▸ Exercise requirements
Output all entries exactly; images excluded.

(Saved data entries)
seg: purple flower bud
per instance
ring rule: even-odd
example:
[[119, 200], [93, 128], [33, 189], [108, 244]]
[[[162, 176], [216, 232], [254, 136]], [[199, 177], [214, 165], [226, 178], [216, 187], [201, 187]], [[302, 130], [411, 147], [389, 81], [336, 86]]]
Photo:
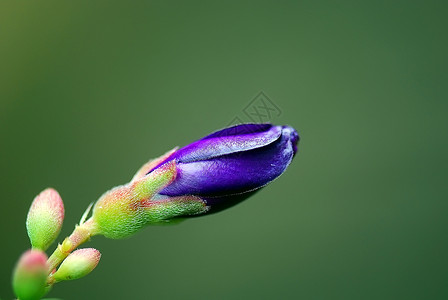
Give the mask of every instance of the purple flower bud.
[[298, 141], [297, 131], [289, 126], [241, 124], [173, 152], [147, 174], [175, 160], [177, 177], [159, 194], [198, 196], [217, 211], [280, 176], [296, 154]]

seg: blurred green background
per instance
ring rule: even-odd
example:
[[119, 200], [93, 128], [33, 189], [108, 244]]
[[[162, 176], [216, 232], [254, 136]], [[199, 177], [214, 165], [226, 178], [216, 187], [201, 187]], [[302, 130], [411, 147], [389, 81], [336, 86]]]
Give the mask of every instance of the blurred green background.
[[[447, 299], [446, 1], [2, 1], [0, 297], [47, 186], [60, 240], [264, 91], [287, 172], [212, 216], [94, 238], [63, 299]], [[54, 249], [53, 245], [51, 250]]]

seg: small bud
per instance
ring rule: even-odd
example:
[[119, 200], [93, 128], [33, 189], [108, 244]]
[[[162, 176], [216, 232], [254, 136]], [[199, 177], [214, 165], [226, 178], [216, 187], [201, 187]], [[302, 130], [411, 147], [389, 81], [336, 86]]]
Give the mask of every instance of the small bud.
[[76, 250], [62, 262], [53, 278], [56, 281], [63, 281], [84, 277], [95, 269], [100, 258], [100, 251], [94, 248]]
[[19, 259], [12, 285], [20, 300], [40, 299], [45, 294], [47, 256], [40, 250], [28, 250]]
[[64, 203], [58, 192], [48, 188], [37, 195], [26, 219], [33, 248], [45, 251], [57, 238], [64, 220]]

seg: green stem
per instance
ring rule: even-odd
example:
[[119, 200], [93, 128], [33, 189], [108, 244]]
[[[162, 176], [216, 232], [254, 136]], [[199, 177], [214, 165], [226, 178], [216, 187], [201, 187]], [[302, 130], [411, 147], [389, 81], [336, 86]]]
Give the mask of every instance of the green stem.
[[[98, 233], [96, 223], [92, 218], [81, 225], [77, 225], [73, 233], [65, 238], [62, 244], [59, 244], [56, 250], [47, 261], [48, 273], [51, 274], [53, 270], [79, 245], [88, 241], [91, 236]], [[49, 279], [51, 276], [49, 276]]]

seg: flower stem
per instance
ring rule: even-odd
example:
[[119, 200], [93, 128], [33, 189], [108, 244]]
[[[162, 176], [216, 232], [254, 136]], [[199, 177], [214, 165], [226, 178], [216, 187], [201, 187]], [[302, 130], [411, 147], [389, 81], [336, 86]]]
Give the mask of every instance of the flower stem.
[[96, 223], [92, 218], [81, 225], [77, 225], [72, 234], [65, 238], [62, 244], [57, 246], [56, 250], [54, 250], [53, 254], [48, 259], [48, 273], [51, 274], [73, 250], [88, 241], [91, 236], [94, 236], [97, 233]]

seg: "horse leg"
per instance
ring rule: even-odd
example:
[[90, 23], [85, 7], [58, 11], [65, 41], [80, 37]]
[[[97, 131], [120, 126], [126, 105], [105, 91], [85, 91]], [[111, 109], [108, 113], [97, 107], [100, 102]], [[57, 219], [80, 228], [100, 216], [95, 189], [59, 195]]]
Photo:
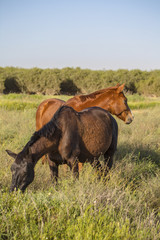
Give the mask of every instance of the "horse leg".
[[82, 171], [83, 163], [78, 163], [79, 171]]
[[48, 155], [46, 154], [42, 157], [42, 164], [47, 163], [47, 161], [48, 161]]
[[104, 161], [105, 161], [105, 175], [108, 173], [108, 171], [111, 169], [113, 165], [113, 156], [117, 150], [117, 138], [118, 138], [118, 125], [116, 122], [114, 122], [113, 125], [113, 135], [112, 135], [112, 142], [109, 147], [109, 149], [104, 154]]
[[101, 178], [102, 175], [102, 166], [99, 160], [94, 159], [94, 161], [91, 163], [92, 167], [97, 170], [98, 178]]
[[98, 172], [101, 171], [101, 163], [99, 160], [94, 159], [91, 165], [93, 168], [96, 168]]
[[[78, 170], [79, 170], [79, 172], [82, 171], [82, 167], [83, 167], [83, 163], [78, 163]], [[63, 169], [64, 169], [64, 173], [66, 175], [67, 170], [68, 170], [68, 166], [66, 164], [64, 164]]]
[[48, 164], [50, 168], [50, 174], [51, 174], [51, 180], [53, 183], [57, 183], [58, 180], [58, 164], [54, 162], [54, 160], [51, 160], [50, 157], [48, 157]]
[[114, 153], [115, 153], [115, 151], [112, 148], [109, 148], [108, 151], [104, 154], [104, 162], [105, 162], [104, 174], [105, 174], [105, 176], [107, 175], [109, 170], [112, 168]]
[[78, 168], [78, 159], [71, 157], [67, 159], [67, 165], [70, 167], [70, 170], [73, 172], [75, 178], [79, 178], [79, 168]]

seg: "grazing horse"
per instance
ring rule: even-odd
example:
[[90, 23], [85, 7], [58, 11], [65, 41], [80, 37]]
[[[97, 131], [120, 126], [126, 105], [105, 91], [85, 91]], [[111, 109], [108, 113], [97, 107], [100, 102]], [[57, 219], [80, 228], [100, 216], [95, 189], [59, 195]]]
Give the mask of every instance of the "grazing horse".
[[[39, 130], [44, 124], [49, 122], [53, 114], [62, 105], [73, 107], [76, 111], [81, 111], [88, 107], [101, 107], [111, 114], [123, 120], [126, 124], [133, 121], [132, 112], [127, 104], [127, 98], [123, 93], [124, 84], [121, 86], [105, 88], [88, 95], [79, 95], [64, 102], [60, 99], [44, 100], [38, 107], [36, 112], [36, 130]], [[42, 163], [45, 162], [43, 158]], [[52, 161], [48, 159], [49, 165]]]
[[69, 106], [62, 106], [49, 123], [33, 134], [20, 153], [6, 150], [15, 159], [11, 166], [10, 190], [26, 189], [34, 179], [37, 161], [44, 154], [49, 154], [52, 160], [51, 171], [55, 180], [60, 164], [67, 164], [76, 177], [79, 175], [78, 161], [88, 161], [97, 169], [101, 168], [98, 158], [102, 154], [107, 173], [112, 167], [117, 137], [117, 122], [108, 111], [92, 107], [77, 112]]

▸ Result of this task
seg: purple flower bud
per instance
ring rule: even-odd
example:
[[119, 200], [93, 128], [33, 189], [108, 244]]
[[[162, 176], [216, 232], [254, 136]], [[199, 177], [214, 165], [226, 178], [216, 187], [201, 187]], [[302, 130], [411, 147], [389, 81], [336, 86]]]
Photo:
Give the mask of every instance of the purple flower bud.
[[298, 141], [297, 131], [289, 126], [241, 124], [173, 152], [147, 174], [175, 160], [177, 177], [159, 194], [198, 196], [217, 211], [280, 176], [296, 154]]

seg: blurred green background
per instance
ring rule: even-odd
example:
[[119, 200], [93, 128], [33, 189], [108, 244]]
[[[162, 176], [216, 232], [254, 136]], [[199, 177], [214, 165], [226, 178], [216, 187], [201, 187]], [[302, 130], [411, 147], [389, 81], [336, 86]]]
Give the mask of every instance of the blurred green background.
[[[447, 299], [446, 1], [2, 1], [0, 297], [47, 186], [60, 240], [264, 91], [287, 172], [212, 216], [94, 238], [63, 299]], [[54, 249], [53, 245], [51, 250]]]

seg: small bud
per instance
ring rule: even-odd
example:
[[119, 200], [93, 128], [33, 189], [108, 244]]
[[[162, 176], [216, 232], [254, 136]], [[199, 177], [214, 165], [226, 178], [216, 187], [201, 187]], [[302, 130], [411, 147], [389, 81], [336, 86]]]
Give the mask of every instance of the small bud.
[[76, 250], [62, 262], [53, 278], [56, 281], [63, 281], [84, 277], [95, 269], [100, 258], [100, 251], [94, 248]]
[[19, 259], [12, 285], [20, 300], [40, 299], [45, 294], [47, 256], [40, 250], [28, 250]]
[[64, 203], [58, 192], [48, 188], [37, 195], [26, 219], [33, 248], [45, 251], [57, 238], [64, 220]]

seg: green stem
per instance
ring rule: even-odd
example:
[[119, 200], [93, 128], [33, 189], [108, 244]]
[[[162, 176], [216, 232], [254, 136]], [[199, 177], [214, 165], [226, 178], [216, 187], [201, 187]], [[302, 130], [411, 147], [389, 81], [336, 86]]]
Give the mask of every instance of the green stem.
[[[98, 233], [96, 223], [92, 218], [81, 225], [77, 225], [73, 233], [65, 238], [62, 244], [59, 244], [56, 250], [47, 261], [48, 273], [51, 274], [53, 270], [79, 245], [88, 241], [91, 236]], [[49, 279], [51, 276], [49, 276]]]

seg: flower stem
per instance
ring rule: even-odd
example:
[[119, 200], [93, 128], [33, 189], [108, 244]]
[[[162, 176], [216, 232], [254, 136]], [[199, 177], [214, 165], [226, 178], [216, 187], [201, 187]], [[302, 130], [411, 147], [389, 81], [336, 86]]]
Give the mask of every instance of the flower stem.
[[96, 223], [92, 218], [81, 225], [77, 225], [72, 234], [65, 238], [62, 244], [57, 246], [56, 250], [54, 250], [53, 254], [48, 259], [48, 273], [51, 274], [73, 250], [88, 241], [91, 236], [94, 236], [97, 233]]

seg: "horse leg"
per instance
ring rule: even-odd
example:
[[90, 23], [85, 7], [58, 11], [65, 41], [80, 37]]
[[[97, 131], [120, 126], [126, 105], [105, 91], [85, 91]], [[111, 109], [108, 113], [97, 107], [100, 102]], [[57, 219], [80, 228], [100, 216], [95, 189], [59, 195]]]
Photo:
Give the mask of every instance of the "horse leg".
[[82, 171], [83, 163], [78, 163], [79, 171]]
[[48, 155], [46, 154], [42, 157], [42, 164], [47, 163], [47, 161], [48, 161]]
[[104, 161], [105, 161], [105, 175], [108, 173], [108, 171], [111, 169], [113, 165], [113, 156], [117, 150], [117, 138], [118, 138], [118, 125], [116, 122], [114, 122], [113, 125], [113, 135], [112, 135], [112, 142], [109, 147], [109, 149], [104, 154]]
[[101, 178], [102, 175], [102, 166], [99, 160], [94, 159], [94, 161], [91, 163], [92, 167], [97, 170], [98, 178]]
[[98, 172], [101, 171], [101, 163], [99, 160], [94, 159], [91, 165], [93, 168], [96, 168]]
[[[78, 170], [79, 170], [79, 172], [82, 171], [82, 167], [83, 167], [83, 163], [78, 163]], [[63, 169], [64, 169], [64, 173], [66, 175], [67, 170], [68, 170], [68, 166], [66, 164], [64, 164]]]
[[48, 164], [50, 168], [50, 174], [51, 174], [51, 180], [53, 183], [57, 183], [58, 180], [58, 164], [54, 162], [54, 160], [51, 160], [50, 157], [48, 157]]
[[114, 153], [115, 153], [115, 151], [112, 148], [109, 148], [108, 151], [104, 154], [104, 162], [105, 162], [104, 174], [105, 174], [105, 176], [107, 175], [109, 170], [112, 168]]
[[78, 168], [78, 159], [71, 157], [67, 159], [67, 165], [70, 167], [70, 170], [73, 172], [75, 178], [79, 178], [79, 168]]

seg: "grazing horse"
per instance
ring rule: even-odd
example:
[[90, 23], [85, 7], [58, 11], [65, 41], [80, 37]]
[[[97, 131], [120, 126], [126, 105], [105, 91], [85, 91]], [[111, 109], [108, 113], [97, 107], [100, 102]], [[57, 219], [80, 228], [100, 216], [95, 189], [59, 195]]]
Give the mask of every instance of the "grazing horse".
[[[39, 130], [44, 124], [49, 122], [53, 114], [62, 105], [73, 107], [76, 111], [81, 111], [88, 107], [101, 107], [111, 114], [123, 120], [126, 124], [133, 121], [132, 112], [127, 104], [127, 98], [123, 93], [124, 84], [121, 86], [105, 88], [88, 95], [79, 95], [64, 102], [60, 99], [44, 100], [38, 107], [36, 112], [36, 130]], [[42, 163], [45, 162], [43, 158]], [[52, 161], [48, 159], [49, 165]]]
[[69, 106], [62, 106], [49, 123], [33, 134], [20, 153], [6, 150], [15, 159], [11, 166], [10, 190], [26, 189], [34, 179], [37, 161], [44, 154], [49, 154], [52, 160], [51, 171], [55, 180], [60, 164], [67, 164], [76, 177], [79, 175], [78, 161], [88, 161], [97, 169], [101, 168], [98, 158], [102, 154], [107, 173], [112, 167], [117, 137], [117, 122], [108, 111], [92, 107], [77, 112]]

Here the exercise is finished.